---- Data section
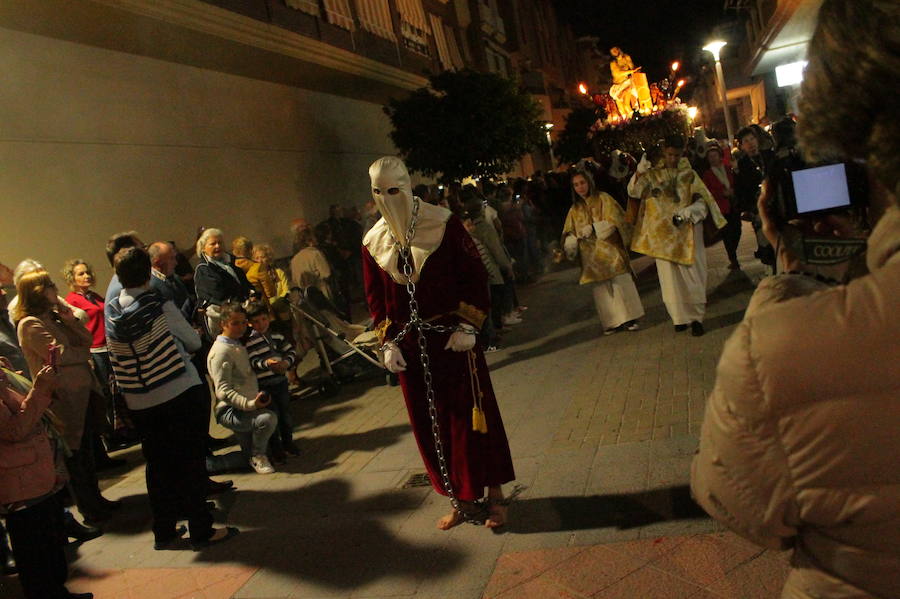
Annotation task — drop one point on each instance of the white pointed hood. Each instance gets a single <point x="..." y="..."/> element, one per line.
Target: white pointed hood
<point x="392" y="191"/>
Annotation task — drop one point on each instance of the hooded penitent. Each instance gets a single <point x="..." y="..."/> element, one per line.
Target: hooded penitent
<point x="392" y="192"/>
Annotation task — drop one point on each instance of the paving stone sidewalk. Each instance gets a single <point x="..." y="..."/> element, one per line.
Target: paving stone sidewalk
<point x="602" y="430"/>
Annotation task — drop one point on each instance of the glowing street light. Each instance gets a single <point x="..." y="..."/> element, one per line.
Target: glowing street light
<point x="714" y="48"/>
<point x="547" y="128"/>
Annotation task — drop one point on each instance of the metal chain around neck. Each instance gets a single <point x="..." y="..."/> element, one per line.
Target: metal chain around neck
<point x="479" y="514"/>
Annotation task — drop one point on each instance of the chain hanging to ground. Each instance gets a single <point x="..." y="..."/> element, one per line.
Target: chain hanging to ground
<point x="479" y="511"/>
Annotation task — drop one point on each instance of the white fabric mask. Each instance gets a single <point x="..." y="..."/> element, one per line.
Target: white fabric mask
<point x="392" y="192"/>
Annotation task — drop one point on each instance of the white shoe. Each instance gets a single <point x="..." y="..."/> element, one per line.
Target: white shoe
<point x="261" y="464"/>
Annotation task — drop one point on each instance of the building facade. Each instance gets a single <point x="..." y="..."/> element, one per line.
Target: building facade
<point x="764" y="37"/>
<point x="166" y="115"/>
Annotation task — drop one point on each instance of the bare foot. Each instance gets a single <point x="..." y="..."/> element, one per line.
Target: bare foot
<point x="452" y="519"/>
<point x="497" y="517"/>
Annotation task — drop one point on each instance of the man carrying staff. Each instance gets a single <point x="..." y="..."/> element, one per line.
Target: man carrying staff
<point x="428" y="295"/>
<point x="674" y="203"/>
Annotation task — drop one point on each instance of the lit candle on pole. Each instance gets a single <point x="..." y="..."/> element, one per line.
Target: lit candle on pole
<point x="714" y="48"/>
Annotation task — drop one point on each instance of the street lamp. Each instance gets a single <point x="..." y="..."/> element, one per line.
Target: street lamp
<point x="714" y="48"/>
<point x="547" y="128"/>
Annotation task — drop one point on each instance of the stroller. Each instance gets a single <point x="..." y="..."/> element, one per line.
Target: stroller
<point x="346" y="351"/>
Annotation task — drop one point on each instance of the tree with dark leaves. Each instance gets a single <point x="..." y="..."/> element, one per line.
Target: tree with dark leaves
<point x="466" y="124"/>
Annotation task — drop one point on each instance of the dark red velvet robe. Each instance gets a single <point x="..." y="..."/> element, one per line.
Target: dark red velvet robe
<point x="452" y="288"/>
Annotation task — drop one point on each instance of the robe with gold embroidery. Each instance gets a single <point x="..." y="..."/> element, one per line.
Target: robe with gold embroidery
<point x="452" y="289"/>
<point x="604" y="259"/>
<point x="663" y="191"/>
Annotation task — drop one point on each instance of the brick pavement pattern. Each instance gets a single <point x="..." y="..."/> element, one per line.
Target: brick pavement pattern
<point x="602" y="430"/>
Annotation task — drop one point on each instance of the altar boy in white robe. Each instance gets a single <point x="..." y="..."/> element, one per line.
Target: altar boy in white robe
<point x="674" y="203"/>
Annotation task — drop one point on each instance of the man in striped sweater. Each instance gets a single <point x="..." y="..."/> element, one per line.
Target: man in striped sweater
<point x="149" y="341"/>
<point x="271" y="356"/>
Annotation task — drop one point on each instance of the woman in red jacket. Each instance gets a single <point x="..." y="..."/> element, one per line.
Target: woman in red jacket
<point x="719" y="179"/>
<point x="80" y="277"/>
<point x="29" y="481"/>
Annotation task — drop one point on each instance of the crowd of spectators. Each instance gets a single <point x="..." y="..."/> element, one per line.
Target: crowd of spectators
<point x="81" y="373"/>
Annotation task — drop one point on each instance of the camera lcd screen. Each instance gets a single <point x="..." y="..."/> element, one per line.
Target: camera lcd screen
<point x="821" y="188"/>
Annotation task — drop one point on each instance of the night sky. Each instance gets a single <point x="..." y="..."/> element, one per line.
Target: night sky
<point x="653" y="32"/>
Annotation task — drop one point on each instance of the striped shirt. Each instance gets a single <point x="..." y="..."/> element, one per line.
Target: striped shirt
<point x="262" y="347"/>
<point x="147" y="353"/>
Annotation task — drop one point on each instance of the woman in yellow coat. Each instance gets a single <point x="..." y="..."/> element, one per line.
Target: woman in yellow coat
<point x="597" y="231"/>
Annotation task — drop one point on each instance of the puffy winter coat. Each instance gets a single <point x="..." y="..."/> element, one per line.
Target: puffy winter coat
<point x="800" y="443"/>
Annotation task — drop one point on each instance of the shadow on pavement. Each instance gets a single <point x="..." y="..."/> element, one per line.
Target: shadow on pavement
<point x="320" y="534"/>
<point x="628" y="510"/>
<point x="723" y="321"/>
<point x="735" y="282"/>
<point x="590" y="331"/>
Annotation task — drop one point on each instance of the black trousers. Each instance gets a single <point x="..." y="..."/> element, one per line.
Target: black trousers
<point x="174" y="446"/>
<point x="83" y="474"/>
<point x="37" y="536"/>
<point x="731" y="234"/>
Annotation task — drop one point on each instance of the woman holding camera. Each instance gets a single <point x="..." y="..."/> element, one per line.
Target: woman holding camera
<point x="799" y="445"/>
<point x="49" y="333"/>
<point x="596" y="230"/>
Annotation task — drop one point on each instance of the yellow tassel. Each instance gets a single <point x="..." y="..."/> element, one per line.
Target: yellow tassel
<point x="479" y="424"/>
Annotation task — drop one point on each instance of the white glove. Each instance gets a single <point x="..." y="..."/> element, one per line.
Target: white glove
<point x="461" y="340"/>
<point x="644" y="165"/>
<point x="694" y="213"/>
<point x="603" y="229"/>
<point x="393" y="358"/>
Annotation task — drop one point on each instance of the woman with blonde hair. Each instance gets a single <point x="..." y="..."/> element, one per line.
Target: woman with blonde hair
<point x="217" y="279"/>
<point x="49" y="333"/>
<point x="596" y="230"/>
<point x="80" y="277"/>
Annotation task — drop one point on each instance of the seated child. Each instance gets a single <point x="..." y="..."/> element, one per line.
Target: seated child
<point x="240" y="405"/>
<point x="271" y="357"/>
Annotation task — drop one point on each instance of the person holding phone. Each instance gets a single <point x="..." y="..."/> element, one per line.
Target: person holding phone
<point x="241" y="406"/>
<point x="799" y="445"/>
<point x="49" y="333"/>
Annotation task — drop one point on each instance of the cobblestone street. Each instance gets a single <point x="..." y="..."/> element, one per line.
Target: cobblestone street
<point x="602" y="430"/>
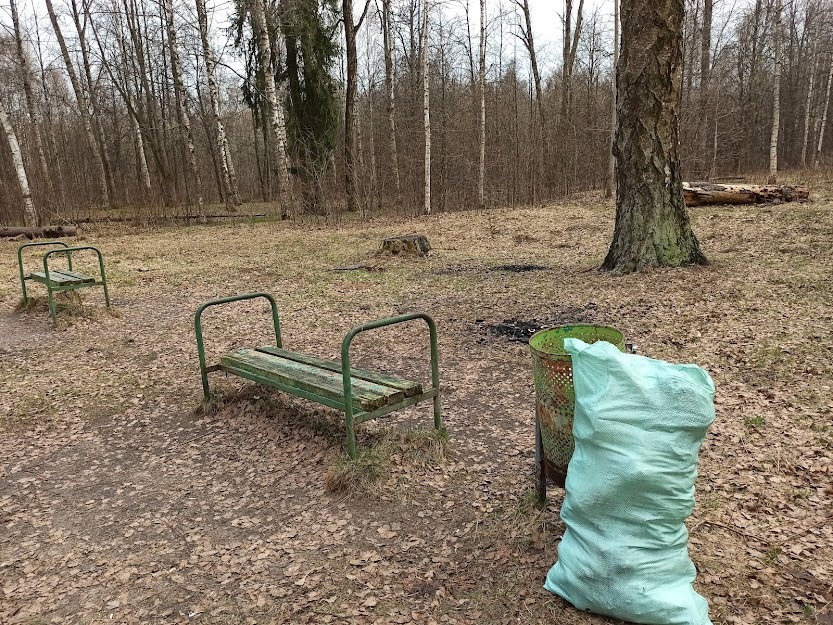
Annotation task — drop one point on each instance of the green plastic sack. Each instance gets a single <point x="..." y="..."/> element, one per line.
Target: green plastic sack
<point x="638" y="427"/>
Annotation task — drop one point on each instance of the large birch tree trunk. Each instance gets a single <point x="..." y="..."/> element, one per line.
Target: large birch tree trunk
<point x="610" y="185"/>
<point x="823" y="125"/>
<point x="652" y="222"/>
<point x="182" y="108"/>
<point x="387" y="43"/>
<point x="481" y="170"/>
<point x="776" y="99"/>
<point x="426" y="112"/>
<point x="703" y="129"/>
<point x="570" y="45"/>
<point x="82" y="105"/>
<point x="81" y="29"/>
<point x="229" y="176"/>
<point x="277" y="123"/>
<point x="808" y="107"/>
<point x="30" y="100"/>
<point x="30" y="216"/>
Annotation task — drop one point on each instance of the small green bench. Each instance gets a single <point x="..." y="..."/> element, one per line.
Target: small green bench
--------
---- Data section
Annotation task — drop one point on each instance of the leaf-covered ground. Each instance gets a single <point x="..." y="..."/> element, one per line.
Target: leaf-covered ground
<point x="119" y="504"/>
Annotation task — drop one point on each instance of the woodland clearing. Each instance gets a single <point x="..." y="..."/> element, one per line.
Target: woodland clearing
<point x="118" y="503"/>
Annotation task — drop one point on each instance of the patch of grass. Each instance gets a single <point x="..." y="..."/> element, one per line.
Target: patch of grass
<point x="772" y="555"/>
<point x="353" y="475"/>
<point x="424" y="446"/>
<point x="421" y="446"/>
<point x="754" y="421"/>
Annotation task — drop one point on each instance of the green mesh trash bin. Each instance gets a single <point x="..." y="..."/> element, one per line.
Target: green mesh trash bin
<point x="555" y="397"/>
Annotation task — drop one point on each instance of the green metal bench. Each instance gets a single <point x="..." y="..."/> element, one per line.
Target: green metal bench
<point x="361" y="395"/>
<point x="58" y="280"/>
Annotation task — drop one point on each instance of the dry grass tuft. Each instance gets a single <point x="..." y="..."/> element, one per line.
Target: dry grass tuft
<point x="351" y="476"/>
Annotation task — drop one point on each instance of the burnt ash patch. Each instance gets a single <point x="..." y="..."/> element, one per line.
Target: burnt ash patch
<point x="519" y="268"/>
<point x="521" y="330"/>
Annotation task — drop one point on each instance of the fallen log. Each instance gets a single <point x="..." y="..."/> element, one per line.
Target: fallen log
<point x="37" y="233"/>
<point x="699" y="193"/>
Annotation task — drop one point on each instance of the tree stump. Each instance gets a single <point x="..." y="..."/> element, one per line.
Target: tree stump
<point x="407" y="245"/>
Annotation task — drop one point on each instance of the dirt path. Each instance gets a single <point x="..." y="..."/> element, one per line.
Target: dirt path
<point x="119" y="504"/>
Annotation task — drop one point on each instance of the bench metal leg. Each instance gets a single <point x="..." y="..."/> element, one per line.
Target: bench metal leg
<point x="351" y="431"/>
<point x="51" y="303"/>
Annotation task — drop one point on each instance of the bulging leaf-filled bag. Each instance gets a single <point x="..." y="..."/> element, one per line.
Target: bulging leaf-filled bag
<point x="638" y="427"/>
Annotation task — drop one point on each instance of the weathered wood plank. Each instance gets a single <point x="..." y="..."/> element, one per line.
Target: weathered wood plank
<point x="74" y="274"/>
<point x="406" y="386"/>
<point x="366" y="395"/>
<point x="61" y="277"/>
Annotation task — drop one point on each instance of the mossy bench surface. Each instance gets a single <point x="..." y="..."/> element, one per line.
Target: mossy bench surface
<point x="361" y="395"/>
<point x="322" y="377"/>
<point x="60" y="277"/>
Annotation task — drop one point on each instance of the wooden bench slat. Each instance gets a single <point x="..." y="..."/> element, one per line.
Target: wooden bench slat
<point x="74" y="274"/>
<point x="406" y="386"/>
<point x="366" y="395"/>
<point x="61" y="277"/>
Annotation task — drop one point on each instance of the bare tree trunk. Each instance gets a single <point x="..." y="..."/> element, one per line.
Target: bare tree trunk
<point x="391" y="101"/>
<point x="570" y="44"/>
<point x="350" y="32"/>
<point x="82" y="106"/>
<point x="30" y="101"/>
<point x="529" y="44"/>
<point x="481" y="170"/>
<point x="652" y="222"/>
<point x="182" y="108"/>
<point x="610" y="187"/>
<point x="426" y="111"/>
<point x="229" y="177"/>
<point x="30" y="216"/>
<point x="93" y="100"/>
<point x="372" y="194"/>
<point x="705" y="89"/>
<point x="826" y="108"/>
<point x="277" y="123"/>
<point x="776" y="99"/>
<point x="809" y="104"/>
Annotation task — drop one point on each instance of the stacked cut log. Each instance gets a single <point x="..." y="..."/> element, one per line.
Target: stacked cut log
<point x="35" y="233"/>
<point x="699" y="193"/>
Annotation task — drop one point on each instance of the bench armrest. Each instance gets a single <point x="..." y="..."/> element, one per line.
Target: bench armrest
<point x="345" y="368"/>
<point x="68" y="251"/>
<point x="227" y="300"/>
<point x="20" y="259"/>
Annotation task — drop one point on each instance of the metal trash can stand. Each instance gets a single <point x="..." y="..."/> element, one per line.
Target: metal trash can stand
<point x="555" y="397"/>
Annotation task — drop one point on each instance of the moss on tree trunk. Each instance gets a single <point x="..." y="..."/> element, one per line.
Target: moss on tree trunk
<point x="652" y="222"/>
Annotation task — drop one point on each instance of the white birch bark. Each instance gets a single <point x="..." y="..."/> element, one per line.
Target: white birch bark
--------
---- Data section
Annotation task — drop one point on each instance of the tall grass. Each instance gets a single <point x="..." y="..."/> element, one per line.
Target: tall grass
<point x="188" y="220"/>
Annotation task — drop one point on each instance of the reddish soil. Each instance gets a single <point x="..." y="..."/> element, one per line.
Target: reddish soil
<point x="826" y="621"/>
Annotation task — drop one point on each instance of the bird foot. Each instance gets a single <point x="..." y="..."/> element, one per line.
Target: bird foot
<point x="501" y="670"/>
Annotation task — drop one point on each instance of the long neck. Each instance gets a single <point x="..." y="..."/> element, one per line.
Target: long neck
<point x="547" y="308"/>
--------
Collect every line in the data above that contains the word "jacket", treating uppercase and lowercase as different.

Annotation task — drop one point on each instance of the woman in red jacket. Each instance gets a single <point x="..." y="..."/> element, one per line.
Target: woman in red jacket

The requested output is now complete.